> Request 1: In the records, take the part that opens with the line containing "Shot-chart prep: mark the black tire" and closes with the line containing "column 136, row 232", and switch "Target" to "Label" throughout it, leaving everything else unchanged.

::: Provided passage

Luis Espinoza, Chiapas to Chocasen, Chiapas
We met a dentist the night before who invited us to eat breakfast with him. He runs an icecream parlor that is a facsimile of an American malt shop, which happens to be attached to his dentist’s office. Damien and I roar laughing at the concept.
‘Would you guys care for some cokes?’ We politely decline at 7am and chortle.
‘What do you guys want to eat? Cheeseburgers?’
‘Oh any type of breakfast food sounds good.’
‘Make a few cheeseburgers for these guys!’
We leave, but we are not full. We are riding in search of food, our eye scanning for billowing smoke and our finely tuned noses aggressively flaring in pursuit of any trace of meat at any temperature above 45 degrees Celsius. A set of stairs strangely juts out into the street. Damien rams into it and topples to the ground in laughter. Two women come out of the door that leads to the stairs that he hit and cover their mouths as they laugh at him writhing on the ground. They then invite us inside to eat breakfast.
We climb most of the morning before a steep descent into Tecpatan where a few locals from Luiz Espinoza yell at us and stop to chat. The golden nectar of mango runs down my face and coats my hands; there is nothing in the world more helpless and irresponsible and depraved than a man in the depths of a mango binge. I cut up a mango for a few kids who watch me eat in amusement.

::::::
::: Supplied entries

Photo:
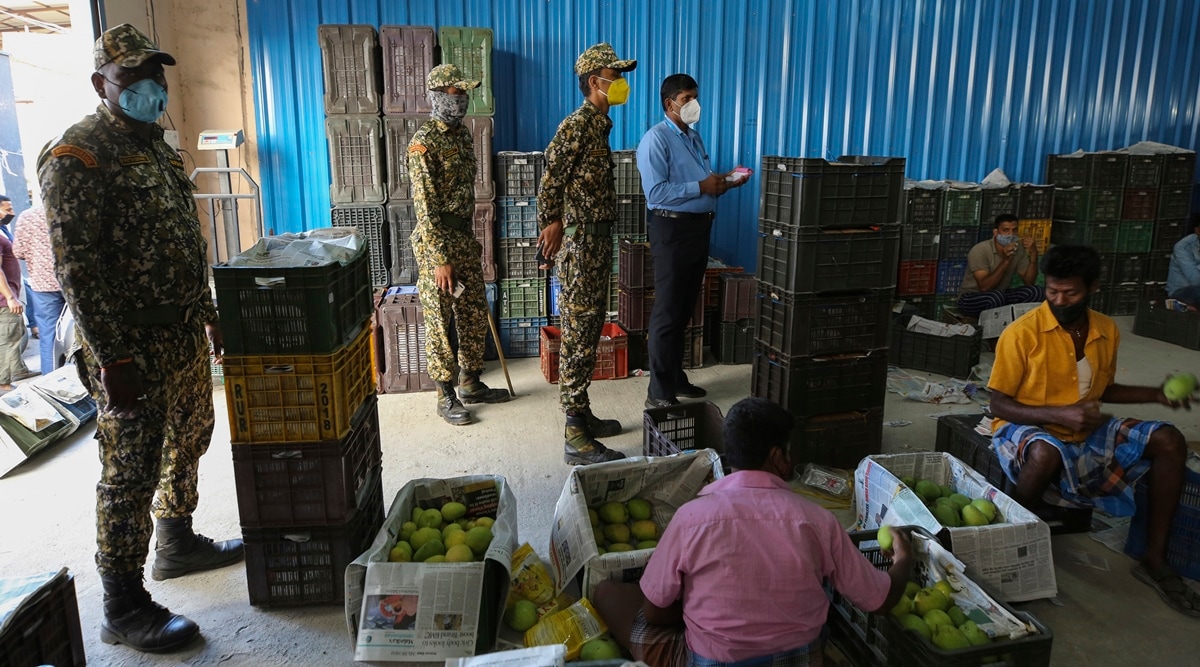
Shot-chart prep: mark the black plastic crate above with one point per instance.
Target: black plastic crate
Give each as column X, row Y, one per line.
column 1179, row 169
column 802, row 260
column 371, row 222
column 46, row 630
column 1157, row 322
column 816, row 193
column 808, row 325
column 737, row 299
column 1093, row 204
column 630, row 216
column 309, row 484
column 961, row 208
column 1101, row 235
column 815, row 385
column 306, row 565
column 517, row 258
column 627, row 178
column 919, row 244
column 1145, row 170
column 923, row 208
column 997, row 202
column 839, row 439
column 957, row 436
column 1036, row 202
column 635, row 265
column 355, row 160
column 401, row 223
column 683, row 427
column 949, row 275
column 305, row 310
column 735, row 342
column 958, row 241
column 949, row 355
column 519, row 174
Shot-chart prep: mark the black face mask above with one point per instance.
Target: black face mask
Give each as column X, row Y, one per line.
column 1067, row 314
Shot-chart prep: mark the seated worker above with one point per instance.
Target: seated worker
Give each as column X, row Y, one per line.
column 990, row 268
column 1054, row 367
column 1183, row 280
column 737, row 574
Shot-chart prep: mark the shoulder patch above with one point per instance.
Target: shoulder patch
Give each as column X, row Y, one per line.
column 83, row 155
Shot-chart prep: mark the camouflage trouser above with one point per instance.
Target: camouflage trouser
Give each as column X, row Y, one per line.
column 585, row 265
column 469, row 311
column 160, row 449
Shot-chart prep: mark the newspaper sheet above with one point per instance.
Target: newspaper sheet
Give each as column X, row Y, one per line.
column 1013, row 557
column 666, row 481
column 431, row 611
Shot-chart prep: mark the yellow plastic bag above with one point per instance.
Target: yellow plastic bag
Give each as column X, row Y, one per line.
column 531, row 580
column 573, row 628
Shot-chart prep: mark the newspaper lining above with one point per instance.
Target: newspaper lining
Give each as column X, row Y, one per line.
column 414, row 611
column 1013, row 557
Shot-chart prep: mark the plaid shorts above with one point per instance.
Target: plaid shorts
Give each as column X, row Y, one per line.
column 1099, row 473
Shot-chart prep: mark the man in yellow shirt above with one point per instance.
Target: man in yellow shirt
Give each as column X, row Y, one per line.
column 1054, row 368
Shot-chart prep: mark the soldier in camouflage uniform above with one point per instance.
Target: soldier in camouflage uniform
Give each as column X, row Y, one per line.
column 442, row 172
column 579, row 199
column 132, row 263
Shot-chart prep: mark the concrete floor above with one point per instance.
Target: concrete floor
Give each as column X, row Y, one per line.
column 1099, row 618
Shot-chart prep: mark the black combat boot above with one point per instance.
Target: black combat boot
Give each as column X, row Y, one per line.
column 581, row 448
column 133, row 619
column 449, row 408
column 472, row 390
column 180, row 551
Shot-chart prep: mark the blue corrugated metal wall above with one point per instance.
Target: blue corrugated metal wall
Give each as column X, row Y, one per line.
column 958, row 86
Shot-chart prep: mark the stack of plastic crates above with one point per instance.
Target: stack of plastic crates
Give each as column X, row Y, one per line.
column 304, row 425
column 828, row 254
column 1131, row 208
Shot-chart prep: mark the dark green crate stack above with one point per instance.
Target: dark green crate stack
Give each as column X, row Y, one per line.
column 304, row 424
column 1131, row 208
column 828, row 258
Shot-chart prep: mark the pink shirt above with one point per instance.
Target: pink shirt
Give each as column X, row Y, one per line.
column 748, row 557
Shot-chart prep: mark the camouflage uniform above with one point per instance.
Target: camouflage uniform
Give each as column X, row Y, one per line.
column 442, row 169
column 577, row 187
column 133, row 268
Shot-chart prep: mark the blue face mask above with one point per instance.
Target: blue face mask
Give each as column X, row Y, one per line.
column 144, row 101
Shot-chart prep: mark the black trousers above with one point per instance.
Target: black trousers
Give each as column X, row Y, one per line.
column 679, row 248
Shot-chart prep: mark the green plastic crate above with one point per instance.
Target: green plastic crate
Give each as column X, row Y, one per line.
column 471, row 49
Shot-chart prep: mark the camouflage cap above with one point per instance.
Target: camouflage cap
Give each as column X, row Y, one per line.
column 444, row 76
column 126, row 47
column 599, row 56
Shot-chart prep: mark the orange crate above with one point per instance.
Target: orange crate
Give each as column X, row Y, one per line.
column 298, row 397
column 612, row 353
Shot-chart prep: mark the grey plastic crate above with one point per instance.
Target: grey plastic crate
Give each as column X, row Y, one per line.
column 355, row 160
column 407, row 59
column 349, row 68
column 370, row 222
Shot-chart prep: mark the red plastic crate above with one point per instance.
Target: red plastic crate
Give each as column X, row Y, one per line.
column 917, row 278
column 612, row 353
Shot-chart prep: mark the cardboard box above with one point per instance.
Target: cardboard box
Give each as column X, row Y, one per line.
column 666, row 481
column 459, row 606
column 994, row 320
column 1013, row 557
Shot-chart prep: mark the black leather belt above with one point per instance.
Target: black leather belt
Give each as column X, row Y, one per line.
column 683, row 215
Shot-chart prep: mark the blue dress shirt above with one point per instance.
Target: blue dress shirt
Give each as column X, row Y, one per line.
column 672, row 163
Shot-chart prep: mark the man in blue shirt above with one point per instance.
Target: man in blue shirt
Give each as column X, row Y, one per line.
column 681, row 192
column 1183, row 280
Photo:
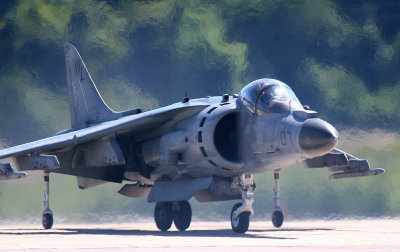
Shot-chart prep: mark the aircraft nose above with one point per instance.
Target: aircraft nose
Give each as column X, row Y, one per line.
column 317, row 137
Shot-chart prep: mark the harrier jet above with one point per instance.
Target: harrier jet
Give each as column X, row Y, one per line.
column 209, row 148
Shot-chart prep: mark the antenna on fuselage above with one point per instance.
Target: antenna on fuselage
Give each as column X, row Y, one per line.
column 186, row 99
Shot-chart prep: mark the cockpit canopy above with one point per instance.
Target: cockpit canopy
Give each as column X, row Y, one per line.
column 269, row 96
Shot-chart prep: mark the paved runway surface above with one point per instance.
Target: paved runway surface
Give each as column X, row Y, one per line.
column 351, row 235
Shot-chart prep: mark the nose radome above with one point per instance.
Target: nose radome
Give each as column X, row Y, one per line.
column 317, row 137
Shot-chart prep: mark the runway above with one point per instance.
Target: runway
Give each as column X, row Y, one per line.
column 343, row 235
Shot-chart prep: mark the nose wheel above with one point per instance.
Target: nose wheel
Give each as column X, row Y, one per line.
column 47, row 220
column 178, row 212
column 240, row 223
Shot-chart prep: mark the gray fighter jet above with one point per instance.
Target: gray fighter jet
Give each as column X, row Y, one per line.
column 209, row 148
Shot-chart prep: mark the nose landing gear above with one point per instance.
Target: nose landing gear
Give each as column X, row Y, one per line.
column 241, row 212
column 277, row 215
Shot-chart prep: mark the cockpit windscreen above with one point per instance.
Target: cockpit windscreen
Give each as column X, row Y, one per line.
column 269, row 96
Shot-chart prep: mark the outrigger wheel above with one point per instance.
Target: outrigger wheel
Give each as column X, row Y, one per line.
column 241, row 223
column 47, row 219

::::::
::: Supplied entries

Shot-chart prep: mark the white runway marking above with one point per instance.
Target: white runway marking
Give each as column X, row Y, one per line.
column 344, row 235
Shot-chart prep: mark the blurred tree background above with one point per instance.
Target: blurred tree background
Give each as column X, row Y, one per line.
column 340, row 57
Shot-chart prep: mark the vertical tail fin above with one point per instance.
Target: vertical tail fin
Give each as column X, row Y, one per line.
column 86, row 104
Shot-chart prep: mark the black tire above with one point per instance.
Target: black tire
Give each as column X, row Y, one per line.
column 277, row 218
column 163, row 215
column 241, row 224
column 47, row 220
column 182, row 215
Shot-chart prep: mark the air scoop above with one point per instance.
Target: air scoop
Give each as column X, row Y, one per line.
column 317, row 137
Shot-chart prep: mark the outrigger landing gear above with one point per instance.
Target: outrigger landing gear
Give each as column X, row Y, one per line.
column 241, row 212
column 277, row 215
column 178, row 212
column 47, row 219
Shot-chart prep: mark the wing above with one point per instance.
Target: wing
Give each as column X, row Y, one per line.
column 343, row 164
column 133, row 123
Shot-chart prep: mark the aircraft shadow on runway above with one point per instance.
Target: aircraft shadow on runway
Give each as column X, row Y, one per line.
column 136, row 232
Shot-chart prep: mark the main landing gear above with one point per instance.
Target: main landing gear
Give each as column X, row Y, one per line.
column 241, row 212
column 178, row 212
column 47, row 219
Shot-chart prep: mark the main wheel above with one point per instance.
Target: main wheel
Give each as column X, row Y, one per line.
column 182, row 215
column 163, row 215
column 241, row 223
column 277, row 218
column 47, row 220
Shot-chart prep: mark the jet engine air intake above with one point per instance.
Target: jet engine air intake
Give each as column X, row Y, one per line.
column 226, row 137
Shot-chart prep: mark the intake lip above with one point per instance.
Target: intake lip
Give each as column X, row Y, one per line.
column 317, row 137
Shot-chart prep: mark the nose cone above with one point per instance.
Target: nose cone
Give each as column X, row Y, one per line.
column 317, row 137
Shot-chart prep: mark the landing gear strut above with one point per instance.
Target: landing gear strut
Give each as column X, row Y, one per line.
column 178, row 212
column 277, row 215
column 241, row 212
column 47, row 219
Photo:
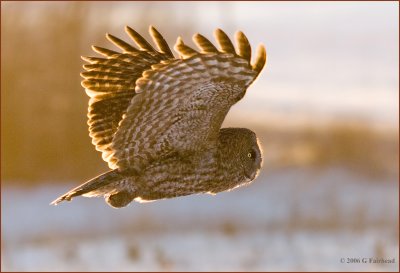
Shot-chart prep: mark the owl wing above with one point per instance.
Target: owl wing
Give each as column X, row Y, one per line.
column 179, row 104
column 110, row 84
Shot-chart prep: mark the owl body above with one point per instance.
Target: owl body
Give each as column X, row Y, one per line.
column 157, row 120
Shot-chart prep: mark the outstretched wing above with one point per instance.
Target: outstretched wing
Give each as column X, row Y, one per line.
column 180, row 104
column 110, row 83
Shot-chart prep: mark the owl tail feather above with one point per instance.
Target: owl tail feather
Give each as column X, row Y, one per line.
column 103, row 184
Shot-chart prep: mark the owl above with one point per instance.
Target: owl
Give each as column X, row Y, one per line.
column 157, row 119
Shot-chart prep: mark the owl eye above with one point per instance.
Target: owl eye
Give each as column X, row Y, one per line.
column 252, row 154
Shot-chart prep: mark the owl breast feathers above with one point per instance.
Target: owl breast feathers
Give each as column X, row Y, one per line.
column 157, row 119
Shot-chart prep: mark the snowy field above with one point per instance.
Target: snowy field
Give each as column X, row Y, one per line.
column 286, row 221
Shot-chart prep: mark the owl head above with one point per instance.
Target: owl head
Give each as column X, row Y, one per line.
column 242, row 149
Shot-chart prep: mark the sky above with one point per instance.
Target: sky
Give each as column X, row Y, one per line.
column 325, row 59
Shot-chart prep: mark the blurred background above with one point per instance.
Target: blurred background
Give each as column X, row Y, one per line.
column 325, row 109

::::::
::: Supplied entries

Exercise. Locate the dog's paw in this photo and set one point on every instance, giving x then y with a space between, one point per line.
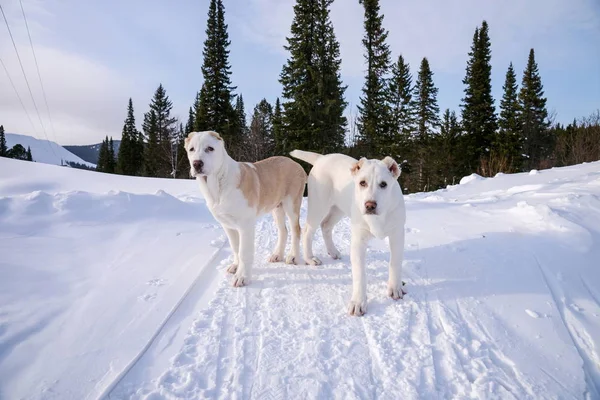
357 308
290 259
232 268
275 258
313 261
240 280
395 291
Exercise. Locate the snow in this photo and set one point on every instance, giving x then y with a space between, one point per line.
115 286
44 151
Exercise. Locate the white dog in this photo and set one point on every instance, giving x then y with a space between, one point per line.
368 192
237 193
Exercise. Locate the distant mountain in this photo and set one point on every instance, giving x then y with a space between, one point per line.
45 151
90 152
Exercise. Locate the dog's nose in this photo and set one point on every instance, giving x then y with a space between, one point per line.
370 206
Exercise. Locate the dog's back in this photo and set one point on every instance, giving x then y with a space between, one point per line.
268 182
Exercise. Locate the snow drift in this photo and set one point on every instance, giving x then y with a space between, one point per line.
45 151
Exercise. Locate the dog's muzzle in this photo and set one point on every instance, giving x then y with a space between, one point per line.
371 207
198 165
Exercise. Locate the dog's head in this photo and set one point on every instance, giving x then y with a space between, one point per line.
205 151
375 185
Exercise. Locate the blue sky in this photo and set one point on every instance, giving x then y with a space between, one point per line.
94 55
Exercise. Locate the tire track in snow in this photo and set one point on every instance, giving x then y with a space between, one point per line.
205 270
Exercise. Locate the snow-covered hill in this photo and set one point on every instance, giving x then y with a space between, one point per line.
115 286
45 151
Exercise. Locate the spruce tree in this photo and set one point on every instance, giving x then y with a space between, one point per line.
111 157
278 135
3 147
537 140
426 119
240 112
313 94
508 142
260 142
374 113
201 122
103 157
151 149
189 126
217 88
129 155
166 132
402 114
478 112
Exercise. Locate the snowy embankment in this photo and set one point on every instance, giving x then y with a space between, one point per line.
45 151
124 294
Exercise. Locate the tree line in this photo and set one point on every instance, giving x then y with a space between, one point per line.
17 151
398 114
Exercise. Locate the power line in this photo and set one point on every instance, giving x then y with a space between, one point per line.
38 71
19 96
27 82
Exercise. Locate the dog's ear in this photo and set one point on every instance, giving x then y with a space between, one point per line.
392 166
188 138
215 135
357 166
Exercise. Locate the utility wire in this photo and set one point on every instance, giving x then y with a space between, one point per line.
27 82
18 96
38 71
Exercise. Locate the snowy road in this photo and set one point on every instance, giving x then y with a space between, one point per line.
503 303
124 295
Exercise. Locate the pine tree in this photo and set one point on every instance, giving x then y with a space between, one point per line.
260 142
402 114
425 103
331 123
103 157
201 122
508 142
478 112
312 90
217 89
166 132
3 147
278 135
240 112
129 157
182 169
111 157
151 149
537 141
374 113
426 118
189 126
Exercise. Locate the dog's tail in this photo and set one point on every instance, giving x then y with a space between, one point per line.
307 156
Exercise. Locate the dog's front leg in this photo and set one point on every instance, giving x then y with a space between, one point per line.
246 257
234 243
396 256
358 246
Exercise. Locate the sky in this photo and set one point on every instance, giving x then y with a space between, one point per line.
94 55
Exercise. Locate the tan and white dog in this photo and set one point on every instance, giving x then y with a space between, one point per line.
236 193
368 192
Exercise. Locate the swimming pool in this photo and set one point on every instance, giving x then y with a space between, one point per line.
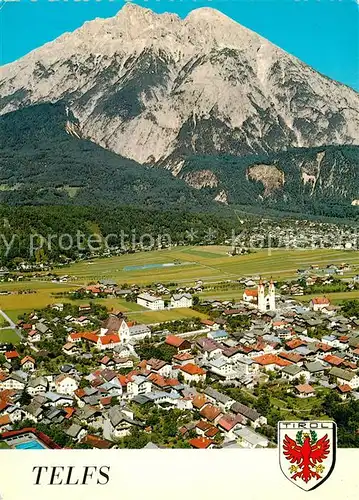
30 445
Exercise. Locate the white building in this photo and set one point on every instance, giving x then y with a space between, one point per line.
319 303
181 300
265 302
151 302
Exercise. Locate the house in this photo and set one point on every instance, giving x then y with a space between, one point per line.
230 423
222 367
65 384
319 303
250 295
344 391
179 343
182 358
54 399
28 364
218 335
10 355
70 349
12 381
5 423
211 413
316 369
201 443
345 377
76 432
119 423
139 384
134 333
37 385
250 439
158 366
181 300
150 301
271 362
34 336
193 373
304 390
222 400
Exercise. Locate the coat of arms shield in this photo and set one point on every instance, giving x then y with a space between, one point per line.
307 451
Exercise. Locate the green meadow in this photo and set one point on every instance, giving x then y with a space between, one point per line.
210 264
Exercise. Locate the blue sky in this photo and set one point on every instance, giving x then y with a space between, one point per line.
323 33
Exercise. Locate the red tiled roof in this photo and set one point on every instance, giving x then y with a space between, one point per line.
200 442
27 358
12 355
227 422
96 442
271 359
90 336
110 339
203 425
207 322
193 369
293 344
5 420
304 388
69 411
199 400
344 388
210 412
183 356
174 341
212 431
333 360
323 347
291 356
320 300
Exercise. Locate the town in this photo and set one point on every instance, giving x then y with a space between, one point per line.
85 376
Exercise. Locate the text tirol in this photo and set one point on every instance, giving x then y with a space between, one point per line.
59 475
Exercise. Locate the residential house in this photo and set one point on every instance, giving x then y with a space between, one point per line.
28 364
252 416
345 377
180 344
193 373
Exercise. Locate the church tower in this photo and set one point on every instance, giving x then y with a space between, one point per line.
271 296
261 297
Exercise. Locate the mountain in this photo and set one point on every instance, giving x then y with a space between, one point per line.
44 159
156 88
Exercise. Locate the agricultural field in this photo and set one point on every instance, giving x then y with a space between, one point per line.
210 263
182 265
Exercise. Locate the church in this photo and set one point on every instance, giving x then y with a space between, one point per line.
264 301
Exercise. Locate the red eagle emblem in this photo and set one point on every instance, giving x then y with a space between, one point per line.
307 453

::::::

> Request 2: Do the following statements agree with the Chiapas travel passage? For each, answer yes or no and quote the words of the passage that decide it. (a) The dentist's ice cream parlor is attached to his dentist's office. (b) The travelers accepted the offer of cokes at 7am. (c) Damien ran into a set of stairs that jutted out into the street.

> Complete response 1:
Shot-chart prep: mark the black tire above with one point per instance.
Label: black tire
Give each as column X, row Y, one per line.
column 277, row 218
column 163, row 215
column 241, row 224
column 47, row 220
column 182, row 215
Shot-chart prep: mark the air scoop above with one point per instance.
Label: air scoop
Give each as column X, row Y, one per line.
column 317, row 137
Shot-chart prep: mark the outrigger landing gear above with one point per instance.
Label: outrigger landing gear
Give each as column X, row Y, one per line.
column 241, row 212
column 277, row 215
column 178, row 212
column 47, row 219
Shot-chart prep: mark the wing above with one point per instance.
Label: wing
Give each as column X, row Y, one per line.
column 343, row 164
column 133, row 123
Shot-chart prep: mark the aircraft shadow on runway above with one point per instance.
Label: aircraft shadow on runway
Give each as column X, row Y, one per line.
column 136, row 232

> Complete response 2:
(a) Yes: "which happens to be attached to his dentist’s office."
(b) No: "We politely decline at 7am and chortle."
(c) Yes: "A set of stairs strangely juts out into the street. Damien rams into it and topples to the ground in laughter."